┌────────
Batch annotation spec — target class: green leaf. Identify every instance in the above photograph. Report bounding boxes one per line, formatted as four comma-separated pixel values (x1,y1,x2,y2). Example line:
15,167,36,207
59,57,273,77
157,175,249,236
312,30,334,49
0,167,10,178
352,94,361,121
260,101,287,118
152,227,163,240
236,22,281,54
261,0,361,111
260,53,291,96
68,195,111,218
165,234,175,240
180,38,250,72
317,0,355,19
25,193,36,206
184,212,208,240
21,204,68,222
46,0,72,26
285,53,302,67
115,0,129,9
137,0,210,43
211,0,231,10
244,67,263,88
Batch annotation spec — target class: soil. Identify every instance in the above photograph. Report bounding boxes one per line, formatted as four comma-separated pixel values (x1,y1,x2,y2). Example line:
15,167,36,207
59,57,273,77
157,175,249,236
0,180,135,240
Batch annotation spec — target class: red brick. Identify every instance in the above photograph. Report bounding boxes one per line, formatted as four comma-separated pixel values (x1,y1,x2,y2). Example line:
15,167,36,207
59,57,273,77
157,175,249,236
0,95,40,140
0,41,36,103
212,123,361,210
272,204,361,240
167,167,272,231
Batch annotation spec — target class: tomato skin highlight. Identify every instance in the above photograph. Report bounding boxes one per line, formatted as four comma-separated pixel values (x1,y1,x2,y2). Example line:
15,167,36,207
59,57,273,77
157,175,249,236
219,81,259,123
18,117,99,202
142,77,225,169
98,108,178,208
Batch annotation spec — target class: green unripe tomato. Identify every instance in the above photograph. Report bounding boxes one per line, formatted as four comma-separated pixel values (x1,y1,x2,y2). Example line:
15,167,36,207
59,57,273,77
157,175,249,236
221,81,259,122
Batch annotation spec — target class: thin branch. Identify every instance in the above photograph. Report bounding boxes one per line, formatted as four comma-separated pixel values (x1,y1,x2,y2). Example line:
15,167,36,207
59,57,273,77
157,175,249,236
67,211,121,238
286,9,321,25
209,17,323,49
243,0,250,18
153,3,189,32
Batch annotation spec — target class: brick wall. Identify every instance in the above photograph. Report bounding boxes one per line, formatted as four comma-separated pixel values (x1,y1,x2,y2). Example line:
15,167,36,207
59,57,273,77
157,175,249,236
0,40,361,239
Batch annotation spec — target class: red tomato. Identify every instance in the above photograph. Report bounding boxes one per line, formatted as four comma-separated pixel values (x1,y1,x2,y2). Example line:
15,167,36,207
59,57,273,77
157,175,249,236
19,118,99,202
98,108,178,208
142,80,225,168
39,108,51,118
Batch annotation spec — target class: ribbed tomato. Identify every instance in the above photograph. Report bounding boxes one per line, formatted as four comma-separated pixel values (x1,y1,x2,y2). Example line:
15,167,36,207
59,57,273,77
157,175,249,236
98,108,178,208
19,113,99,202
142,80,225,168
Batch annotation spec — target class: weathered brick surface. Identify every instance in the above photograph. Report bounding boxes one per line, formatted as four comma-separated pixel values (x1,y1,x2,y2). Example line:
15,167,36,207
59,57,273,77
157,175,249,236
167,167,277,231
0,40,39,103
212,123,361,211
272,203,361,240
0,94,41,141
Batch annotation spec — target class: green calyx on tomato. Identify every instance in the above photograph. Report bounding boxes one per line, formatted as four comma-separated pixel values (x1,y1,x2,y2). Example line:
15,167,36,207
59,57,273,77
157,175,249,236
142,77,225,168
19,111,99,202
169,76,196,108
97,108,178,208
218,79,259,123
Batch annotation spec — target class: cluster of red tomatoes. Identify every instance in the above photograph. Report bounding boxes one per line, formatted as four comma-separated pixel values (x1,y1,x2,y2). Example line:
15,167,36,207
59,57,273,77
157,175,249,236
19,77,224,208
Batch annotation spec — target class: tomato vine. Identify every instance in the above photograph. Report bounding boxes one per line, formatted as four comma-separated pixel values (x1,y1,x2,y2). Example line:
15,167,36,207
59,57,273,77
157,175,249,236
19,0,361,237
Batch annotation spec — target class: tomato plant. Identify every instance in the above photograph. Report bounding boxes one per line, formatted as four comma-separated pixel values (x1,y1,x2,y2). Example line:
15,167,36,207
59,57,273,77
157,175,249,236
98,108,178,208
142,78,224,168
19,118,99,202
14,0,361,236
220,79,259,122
└────────
_WORK TO DO_
Restate the listing above word for word.

_ANSWER FOR THE TASK_
Batch annotation spec — target class: green leaf. Identify every instance in the above photograph. Report bounding boxes one per line, formatted as four comma-separated pixel values (x1,y1,x2,y2). Example line:
15,167,36,207
59,57,273,77
157,175,249,236
312,30,334,49
0,167,10,178
352,94,361,121
260,101,287,118
152,227,163,240
236,22,281,54
261,0,361,111
260,53,291,96
68,195,111,218
165,234,175,240
180,38,250,72
317,0,355,19
25,193,36,206
184,212,208,240
21,204,68,222
46,0,72,26
285,53,302,67
115,0,129,9
137,0,210,43
211,0,231,10
244,67,263,88
Batch annotation spec — target class: soil. Identify every instance in the above photograph. Report bounding boxes one per line, formatted as four comma-separated pixel values (x1,y1,x2,y2). Example line:
15,167,36,207
59,57,273,77
157,175,249,236
0,180,135,240
Batch annotation spec — target class: red brick. Identify every instance in the above photograph. Report bounding boxes one per line, formatted as four comma-separated pixel values (x1,y1,x2,y2). Example line:
15,167,36,207
59,57,273,77
157,175,249,236
0,95,40,140
0,41,36,103
212,123,361,210
272,204,361,240
167,167,272,231
Batch annotation spec — target class: tomato skin highlight. Identify every instance in the above photograph. Report bounding boxes one per line, formatted as four comma-separated pixel values (x1,y1,x2,y2). Example line:
15,167,36,207
59,57,273,77
157,175,249,236
219,81,259,123
18,117,99,202
142,77,225,169
98,108,178,208
Batch annotation spec — target class: green unripe tomato. Identify every instance in the above photograph. Report bounding boxes one per line, formatted as four comma-separated pixel values (x1,y1,x2,y2). Example line:
15,167,36,207
59,57,273,77
157,175,249,236
221,81,259,122
Batch annotation spec — target class: thin branch. Identify every instance in the above photograph. Report bounding boxes one per line, formatted as four comma-separated pixel values (x1,y1,x2,y2). Example line:
15,167,36,207
59,57,273,77
157,175,249,236
67,211,121,238
286,9,321,25
209,17,323,49
243,0,250,18
153,3,189,32
Batch annotation spec — target class: brick wall. Identify every instance in the above photograph. Report bounding boxes one per line, formatted as four comma-separated pixel values (x1,y1,x2,y2). Example line:
15,167,36,207
59,57,273,77
157,175,249,236
0,40,361,239
Batch annotation spec — target class: red tomato. Identify every instance in the above photograph. Report bounding boxes one per line, formatted as four comma-separated pixel values (x1,y1,x2,y2). Example line:
15,167,36,207
59,57,273,77
157,175,249,236
19,118,99,202
98,108,178,208
142,80,225,168
39,108,51,118
Batch annotation spec — target class: ribbed tomato. Identify every instance in the above photograph. Report bounding boxes one per line, formatted as four comma-separated pixel values (x1,y1,x2,y2). Example line:
15,167,36,207
59,57,273,77
157,175,249,236
98,108,178,208
19,113,99,202
142,80,225,168
Batch annotation spec — target class: weathered brick surface. Identify every instance in the above photograph. Report bounding boxes one per line, formatted as four comma-separated pixel values (x1,y1,x2,y2). Example line:
15,167,36,207
59,57,273,77
157,175,249,236
167,167,277,231
0,40,39,103
212,123,361,211
272,203,361,240
0,94,41,141
Batch annotation spec — target class: green calyx on tomato. Identify every instance in the above photograph. Report bounding boxes one per line, formatted as four comma-separated pixel values (x1,y1,x2,y2). Example line:
15,167,36,207
59,57,273,77
157,175,249,236
142,77,225,168
19,111,99,202
169,76,196,108
97,108,178,208
218,79,259,123
Batch annotation spec — target class: cluster of red tomatoes. Identify every instance in the above photograph. Report bounding boxes one per line, formatted as four comma-separated pixel values (x1,y1,x2,y2). Example line:
15,167,36,207
59,57,273,77
157,175,249,236
19,77,224,208
Batch annotation spec — target class: tomato vine. Identify every instance in the above photograph. Report bounding boxes one per line, formatted as four comma-separated pixel values (x1,y1,x2,y2). Example line:
15,167,36,207
59,57,273,77
157,175,249,236
19,0,361,237
Batch annotation spec — target class: tomato plant. Identify every instance in the above photograph. Report bounding boxes one per line, formatted as four comma-separated pixel values (x1,y1,x2,y2). Example line:
15,167,36,207
59,57,273,77
157,175,249,236
98,108,178,208
142,78,224,168
19,118,99,202
14,0,361,236
220,79,259,122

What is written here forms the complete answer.